REQUIRED WORK
Each line from the one that includes "Reviewer note: check that every instance of the eagle wing" to the last line of the data below should be set down exactly; no other lines are wanted.

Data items
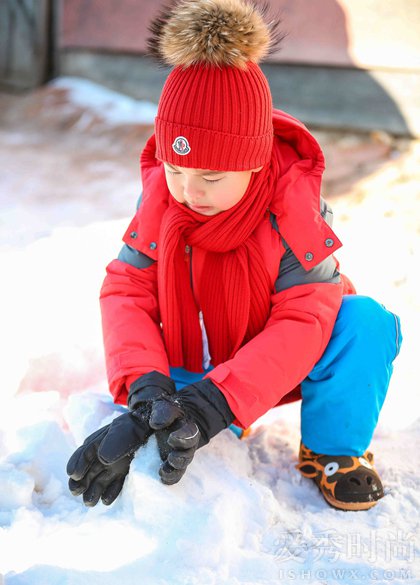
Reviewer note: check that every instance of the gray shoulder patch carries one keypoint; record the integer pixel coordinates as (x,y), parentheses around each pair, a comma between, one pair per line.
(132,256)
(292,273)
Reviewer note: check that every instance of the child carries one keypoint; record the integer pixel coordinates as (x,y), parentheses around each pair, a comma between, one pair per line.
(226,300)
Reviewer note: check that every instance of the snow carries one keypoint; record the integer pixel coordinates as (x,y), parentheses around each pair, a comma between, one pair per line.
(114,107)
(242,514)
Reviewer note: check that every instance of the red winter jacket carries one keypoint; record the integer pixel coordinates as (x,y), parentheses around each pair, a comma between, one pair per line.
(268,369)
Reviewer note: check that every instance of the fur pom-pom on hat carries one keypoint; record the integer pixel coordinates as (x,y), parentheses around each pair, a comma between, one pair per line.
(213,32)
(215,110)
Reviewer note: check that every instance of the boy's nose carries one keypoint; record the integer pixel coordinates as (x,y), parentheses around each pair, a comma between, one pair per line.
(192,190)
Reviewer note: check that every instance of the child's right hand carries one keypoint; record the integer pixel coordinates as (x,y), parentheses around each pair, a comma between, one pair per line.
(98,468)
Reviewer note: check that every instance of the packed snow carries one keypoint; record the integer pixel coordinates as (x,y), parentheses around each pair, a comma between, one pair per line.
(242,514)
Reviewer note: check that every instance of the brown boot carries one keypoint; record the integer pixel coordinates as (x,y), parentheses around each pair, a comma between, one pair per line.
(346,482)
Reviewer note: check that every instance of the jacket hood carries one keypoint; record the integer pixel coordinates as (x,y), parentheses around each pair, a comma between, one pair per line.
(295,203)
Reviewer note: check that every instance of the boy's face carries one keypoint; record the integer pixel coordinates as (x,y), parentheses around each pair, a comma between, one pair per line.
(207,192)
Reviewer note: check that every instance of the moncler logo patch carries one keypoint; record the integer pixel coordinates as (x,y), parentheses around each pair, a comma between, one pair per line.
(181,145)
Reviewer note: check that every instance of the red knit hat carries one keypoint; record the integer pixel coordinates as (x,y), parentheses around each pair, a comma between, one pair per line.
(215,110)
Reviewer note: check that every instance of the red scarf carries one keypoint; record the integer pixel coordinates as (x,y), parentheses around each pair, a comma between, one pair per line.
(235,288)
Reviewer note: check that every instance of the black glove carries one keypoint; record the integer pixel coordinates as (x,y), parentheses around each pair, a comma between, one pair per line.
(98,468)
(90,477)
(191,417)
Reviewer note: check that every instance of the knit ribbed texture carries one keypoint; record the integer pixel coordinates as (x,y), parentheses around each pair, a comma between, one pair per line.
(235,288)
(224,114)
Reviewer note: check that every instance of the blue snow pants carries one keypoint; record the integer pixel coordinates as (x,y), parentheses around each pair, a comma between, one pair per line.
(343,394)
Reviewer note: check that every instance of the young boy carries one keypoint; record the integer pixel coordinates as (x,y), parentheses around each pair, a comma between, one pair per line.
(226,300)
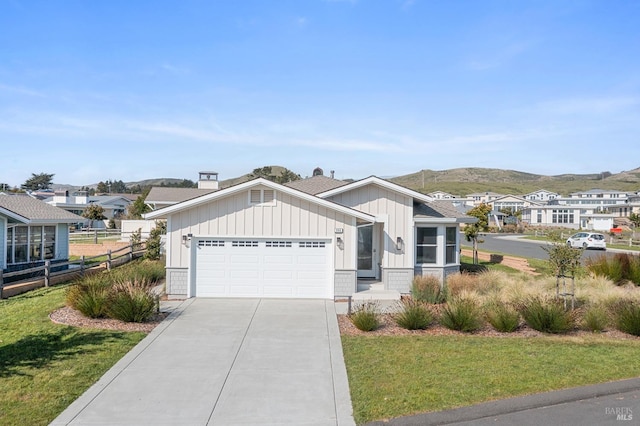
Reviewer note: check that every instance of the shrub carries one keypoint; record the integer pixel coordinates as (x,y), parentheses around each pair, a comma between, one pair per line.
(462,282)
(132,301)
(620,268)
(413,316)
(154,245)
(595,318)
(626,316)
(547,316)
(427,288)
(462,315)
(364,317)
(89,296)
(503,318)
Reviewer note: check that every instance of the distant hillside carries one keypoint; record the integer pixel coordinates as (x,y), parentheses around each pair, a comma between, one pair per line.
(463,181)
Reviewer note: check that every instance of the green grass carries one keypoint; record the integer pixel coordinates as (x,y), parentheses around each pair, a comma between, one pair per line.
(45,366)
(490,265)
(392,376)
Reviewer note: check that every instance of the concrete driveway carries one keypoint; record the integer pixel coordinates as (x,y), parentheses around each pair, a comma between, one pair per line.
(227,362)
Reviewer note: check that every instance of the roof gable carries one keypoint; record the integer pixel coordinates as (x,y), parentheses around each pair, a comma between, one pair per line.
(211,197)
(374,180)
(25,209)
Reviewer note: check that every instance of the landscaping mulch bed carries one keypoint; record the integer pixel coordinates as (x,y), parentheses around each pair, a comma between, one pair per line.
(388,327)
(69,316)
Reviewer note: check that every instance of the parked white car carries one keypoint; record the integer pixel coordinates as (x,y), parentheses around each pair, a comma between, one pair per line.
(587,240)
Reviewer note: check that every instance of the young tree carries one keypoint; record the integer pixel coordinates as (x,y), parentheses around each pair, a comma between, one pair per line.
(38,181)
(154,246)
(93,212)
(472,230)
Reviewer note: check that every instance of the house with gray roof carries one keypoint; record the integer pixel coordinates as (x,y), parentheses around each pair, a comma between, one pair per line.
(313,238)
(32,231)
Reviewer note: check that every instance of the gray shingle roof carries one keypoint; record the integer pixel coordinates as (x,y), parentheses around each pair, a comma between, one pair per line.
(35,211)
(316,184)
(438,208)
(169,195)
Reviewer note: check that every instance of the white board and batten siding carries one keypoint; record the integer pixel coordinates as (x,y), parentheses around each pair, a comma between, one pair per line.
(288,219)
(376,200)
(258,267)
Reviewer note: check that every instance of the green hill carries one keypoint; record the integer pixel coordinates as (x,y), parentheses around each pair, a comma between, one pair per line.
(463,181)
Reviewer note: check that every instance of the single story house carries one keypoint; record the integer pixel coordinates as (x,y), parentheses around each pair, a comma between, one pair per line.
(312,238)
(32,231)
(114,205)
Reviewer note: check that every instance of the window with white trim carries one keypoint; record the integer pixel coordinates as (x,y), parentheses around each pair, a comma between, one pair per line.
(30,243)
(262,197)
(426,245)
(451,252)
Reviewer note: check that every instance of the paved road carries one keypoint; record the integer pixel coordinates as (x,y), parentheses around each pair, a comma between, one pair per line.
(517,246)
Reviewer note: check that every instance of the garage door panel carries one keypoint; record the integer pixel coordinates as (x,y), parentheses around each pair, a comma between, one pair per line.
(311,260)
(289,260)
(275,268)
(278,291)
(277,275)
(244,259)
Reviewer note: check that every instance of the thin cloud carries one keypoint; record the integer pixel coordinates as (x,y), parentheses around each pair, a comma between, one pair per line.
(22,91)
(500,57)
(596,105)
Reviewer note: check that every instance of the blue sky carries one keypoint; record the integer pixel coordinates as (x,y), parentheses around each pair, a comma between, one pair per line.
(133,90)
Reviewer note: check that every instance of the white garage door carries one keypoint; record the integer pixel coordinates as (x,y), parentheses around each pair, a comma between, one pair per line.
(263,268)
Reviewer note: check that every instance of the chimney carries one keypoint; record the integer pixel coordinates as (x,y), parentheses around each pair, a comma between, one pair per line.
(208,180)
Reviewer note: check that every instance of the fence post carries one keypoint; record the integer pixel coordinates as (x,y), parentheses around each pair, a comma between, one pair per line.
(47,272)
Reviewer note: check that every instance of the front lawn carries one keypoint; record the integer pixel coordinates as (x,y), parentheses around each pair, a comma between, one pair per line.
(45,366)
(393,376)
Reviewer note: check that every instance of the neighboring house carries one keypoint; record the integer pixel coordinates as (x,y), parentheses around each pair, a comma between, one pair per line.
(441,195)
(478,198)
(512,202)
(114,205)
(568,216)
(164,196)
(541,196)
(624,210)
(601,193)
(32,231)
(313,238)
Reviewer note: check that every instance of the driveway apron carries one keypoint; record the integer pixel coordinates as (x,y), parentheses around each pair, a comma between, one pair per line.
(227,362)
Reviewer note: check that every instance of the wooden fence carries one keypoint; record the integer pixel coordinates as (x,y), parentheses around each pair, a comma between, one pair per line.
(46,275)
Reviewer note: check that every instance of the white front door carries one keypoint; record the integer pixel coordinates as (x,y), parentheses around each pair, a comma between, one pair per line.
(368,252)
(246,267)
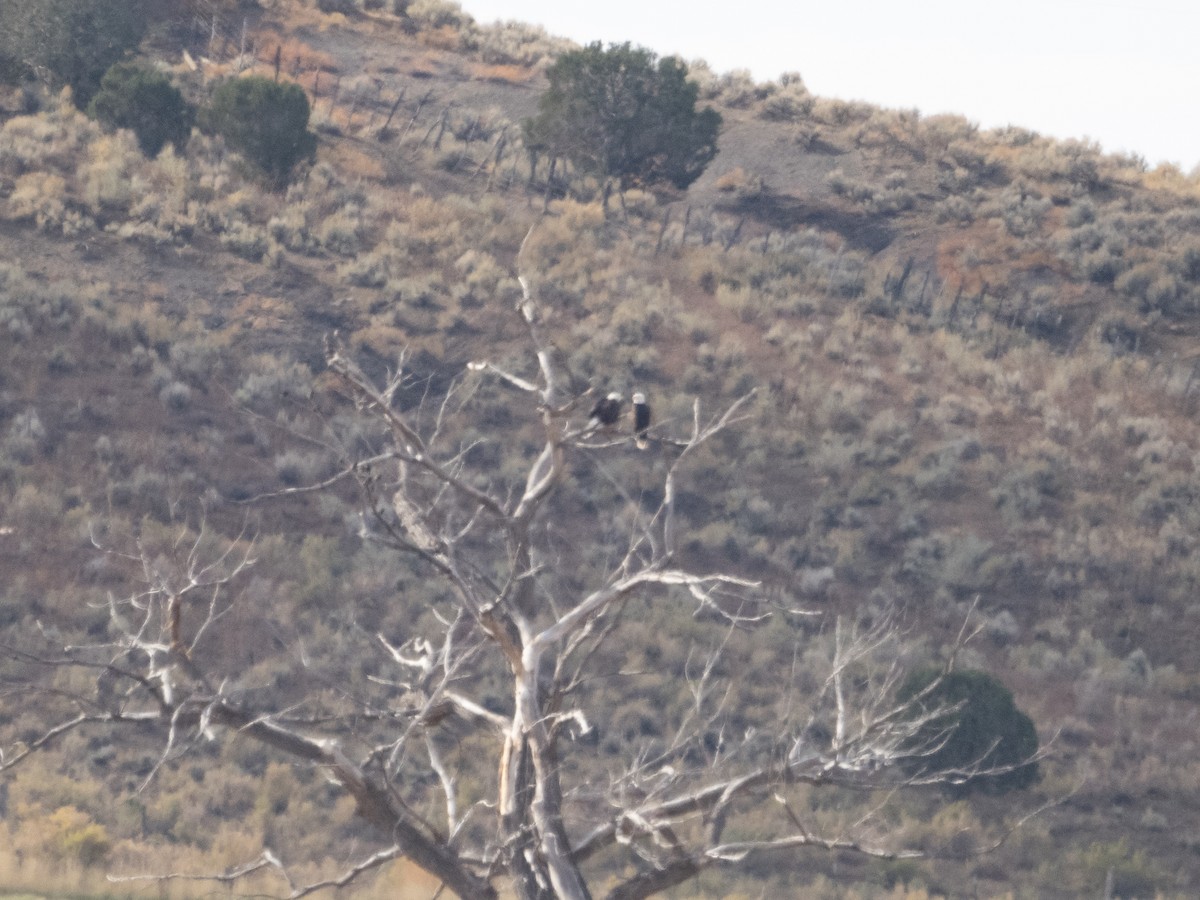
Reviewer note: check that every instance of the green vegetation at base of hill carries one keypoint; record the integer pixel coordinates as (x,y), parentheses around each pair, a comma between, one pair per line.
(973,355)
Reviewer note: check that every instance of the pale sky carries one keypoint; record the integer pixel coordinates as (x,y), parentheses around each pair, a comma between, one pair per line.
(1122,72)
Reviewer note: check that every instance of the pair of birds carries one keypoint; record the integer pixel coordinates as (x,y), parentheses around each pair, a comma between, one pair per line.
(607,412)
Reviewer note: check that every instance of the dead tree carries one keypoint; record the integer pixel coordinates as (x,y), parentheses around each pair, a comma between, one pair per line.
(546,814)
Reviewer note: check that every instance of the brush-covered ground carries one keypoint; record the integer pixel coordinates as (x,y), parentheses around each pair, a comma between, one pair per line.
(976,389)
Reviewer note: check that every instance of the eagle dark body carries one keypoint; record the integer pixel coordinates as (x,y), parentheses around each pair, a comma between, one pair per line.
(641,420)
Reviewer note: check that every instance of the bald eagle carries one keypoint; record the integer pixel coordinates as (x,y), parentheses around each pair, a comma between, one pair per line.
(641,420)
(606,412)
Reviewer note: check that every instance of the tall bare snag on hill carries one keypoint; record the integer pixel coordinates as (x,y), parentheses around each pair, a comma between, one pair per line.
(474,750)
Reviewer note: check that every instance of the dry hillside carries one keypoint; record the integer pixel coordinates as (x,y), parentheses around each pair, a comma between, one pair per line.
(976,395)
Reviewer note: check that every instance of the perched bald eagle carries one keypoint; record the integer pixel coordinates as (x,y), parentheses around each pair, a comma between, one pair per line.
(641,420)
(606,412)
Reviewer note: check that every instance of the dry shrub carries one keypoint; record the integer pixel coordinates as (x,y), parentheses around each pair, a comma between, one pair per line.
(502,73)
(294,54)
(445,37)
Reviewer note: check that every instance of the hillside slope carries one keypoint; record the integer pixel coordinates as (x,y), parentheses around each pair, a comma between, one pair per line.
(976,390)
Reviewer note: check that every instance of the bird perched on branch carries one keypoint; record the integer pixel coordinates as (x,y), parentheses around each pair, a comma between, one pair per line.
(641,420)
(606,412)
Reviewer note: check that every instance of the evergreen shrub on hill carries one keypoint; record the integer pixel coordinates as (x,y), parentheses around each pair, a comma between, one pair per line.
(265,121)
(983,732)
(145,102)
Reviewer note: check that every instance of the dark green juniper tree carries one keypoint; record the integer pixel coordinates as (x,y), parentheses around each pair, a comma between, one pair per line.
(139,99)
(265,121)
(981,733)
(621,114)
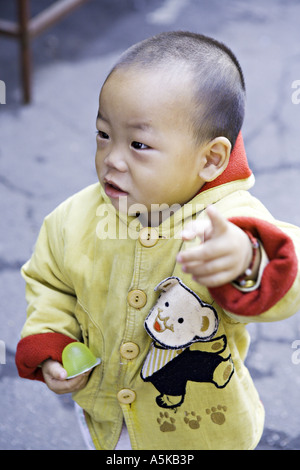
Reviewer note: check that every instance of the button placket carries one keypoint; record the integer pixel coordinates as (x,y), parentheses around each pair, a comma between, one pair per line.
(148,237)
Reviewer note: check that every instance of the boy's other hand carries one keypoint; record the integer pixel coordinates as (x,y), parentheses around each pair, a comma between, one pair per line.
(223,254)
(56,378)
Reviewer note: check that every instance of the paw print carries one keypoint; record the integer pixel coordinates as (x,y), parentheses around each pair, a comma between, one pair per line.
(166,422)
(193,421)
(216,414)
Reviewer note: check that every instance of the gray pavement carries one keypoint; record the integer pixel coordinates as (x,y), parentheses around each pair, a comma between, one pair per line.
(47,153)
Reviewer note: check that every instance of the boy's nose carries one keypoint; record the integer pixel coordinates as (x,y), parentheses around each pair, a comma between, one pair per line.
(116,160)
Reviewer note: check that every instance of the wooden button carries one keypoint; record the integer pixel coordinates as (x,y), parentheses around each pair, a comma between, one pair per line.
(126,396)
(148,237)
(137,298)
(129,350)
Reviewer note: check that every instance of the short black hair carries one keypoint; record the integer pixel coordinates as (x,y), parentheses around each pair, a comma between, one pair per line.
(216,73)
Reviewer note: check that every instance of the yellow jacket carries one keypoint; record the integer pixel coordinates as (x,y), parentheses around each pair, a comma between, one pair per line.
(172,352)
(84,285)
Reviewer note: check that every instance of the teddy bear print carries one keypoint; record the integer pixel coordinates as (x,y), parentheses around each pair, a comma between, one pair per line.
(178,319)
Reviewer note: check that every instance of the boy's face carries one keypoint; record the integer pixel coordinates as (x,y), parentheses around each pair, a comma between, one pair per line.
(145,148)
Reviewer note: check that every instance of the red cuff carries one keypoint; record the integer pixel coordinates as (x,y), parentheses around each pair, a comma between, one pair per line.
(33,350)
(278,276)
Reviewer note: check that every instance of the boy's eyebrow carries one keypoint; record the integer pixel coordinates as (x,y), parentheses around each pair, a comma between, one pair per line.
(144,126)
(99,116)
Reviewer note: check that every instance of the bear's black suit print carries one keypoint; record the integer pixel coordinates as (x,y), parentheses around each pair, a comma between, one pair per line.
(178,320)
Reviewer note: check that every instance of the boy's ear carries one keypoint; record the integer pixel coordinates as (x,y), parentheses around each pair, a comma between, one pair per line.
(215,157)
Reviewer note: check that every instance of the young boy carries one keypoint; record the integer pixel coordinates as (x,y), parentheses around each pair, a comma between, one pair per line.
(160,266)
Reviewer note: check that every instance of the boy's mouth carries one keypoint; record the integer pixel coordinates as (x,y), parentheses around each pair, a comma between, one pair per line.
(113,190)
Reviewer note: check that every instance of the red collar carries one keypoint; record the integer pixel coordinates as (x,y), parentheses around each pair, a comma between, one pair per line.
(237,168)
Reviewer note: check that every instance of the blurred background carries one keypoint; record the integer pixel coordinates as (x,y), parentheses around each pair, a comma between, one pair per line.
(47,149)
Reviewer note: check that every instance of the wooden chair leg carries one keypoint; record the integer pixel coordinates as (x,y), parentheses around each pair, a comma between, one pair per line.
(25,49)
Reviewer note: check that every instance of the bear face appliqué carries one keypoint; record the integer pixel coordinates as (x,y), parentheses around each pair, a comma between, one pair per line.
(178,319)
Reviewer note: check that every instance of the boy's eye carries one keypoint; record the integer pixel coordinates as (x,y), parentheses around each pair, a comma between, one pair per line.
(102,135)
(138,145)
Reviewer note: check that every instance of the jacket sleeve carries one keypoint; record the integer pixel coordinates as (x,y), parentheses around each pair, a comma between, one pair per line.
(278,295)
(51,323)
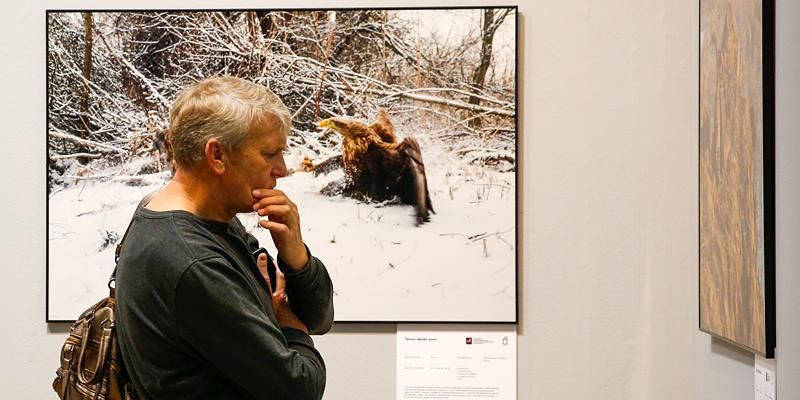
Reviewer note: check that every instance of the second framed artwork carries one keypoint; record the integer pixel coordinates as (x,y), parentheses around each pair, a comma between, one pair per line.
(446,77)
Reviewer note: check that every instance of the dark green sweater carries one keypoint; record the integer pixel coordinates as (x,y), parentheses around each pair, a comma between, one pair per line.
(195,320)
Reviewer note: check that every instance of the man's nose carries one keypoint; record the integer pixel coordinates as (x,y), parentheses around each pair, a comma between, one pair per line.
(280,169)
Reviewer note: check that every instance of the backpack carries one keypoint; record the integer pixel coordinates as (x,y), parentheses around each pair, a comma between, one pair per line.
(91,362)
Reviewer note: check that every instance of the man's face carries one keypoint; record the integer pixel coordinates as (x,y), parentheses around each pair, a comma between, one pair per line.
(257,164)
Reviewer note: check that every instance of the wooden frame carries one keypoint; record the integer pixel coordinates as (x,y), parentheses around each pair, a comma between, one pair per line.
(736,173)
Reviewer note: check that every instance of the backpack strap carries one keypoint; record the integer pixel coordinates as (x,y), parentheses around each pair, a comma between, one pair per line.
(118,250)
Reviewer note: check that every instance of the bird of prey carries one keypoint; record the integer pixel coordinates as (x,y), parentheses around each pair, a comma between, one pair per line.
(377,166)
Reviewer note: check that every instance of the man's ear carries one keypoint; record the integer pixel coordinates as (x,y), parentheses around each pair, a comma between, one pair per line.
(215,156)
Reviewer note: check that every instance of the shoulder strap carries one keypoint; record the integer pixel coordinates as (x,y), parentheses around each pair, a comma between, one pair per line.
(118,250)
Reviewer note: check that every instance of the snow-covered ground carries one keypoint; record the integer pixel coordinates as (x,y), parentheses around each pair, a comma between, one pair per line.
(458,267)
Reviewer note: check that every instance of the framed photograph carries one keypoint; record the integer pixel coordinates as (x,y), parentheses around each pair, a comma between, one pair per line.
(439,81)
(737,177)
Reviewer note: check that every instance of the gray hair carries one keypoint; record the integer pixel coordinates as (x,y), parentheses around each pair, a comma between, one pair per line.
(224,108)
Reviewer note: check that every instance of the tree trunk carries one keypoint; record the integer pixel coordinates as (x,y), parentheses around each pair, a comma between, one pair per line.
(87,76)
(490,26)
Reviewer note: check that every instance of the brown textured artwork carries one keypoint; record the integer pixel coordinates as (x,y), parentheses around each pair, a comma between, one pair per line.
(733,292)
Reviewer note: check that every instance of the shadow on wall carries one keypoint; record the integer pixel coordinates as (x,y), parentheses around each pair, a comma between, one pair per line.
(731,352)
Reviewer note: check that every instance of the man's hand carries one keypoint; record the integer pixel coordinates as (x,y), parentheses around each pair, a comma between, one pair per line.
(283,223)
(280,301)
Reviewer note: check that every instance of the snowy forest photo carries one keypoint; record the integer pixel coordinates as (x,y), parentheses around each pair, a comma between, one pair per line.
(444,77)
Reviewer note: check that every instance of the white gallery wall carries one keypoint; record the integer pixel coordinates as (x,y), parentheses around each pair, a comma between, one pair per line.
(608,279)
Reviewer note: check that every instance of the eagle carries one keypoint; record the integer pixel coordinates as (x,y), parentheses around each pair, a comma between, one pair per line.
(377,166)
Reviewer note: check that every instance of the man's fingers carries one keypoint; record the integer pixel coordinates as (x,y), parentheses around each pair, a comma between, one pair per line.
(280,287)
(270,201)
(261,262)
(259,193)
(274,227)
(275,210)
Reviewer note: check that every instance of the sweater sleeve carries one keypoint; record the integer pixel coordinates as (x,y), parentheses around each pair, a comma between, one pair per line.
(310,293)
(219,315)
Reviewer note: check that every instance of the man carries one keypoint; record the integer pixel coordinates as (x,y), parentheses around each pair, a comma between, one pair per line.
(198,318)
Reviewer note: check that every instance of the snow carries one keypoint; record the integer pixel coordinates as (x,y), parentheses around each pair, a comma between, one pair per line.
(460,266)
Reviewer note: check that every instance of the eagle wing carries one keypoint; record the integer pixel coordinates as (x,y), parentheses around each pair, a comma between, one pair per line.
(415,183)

SOLUTION
Reviewer note: check that every instance of the eagle wing carries one keypoint; record the integer pixel coordinates as (x,y), parentheses around each pair, a comma between, one pair per line.
(415,183)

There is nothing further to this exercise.